___ SOURCE MATERIAL
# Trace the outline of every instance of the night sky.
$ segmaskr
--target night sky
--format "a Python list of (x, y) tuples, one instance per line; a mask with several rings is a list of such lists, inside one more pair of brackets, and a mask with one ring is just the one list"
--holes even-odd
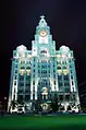
[(9, 96), (11, 58), (19, 45), (32, 48), (40, 15), (51, 28), (57, 49), (74, 50), (78, 84), (86, 82), (85, 0), (2, 0), (2, 42), (0, 42), (0, 99)]

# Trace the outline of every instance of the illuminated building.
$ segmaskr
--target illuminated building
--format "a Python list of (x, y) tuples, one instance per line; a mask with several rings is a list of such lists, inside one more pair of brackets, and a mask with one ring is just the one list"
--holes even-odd
[[(78, 88), (73, 51), (66, 46), (56, 50), (50, 27), (45, 16), (40, 16), (36, 27), (32, 50), (23, 45), (13, 50), (11, 84), (8, 110), (12, 111), (12, 102), (26, 106), (27, 110), (35, 109), (36, 101), (41, 101), (42, 109), (57, 94), (60, 108), (78, 111)], [(44, 105), (45, 104), (45, 105)]]

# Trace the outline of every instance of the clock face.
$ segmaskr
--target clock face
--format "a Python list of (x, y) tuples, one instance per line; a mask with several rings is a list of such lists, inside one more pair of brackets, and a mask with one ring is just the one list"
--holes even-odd
[(46, 31), (40, 31), (40, 36), (46, 36), (47, 35), (47, 32)]

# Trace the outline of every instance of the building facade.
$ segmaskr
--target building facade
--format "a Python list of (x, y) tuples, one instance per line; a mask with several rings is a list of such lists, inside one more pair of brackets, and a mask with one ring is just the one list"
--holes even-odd
[[(32, 50), (24, 45), (13, 50), (8, 111), (17, 109), (20, 104), (23, 104), (25, 111), (30, 111), (37, 101), (40, 101), (42, 109), (48, 109), (54, 94), (59, 110), (64, 107), (66, 111), (70, 106), (71, 110), (78, 111), (73, 51), (66, 46), (56, 50), (50, 27), (45, 16), (40, 16)], [(12, 103), (16, 103), (15, 107)]]

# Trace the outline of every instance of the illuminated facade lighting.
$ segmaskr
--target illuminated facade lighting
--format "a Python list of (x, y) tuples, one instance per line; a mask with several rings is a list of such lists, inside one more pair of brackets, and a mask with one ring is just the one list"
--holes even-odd
[[(41, 103), (42, 109), (48, 108), (54, 94), (65, 111), (69, 106), (71, 110), (75, 108), (78, 111), (79, 97), (73, 51), (66, 46), (56, 50), (50, 27), (45, 16), (41, 16), (36, 27), (35, 40), (32, 42), (32, 50), (27, 50), (24, 45), (13, 50), (8, 111), (19, 111), (21, 104), (26, 113), (34, 109), (38, 99), (47, 104), (45, 107)], [(12, 102), (16, 103), (15, 108)]]

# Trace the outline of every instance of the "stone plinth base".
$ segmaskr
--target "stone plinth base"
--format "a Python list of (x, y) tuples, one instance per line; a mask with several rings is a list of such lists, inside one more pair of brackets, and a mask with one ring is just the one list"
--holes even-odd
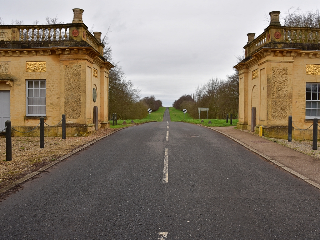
______
#### GIVEN TASK:
Echo the listing word for word, from its first line through the line that contains "104), (45, 105)]]", with that line included. Omit the pictures from your reply.

#### CORRECT RESPONSE:
# Trace the outline of every instance of the night sky.
$ segmaskr
--target night sky
--format "a Python list of (x, y) tuples, one instance per line; a mask with several rings is a list of such lists, inside one more pair of brackets, and a mask with one ring is just the one list"
--holes even-odd
[(9, 96), (11, 58), (19, 45), (32, 48), (40, 15), (51, 28), (57, 49), (74, 50), (78, 84), (86, 82), (85, 0), (2, 0), (2, 42), (0, 42), (0, 99)]

# Trace the outline of every instance of the illuminated building.
$ segmaskr
--target illuminated building
--format "a Python list of (x, y) tuples, one instance per line; a mask with several rings is a list of such lists, inside one more pair of brackets, and a mask with one ring is just the one list"
--holes even-odd
[[(78, 88), (73, 51), (66, 46), (56, 50), (50, 27), (45, 16), (40, 16), (36, 27), (32, 50), (23, 45), (13, 50), (11, 84), (8, 110), (12, 111), (12, 102), (26, 106), (27, 110), (35, 109), (36, 101), (41, 101), (42, 109), (57, 94), (60, 108), (78, 111)], [(44, 105), (45, 104), (45, 105)]]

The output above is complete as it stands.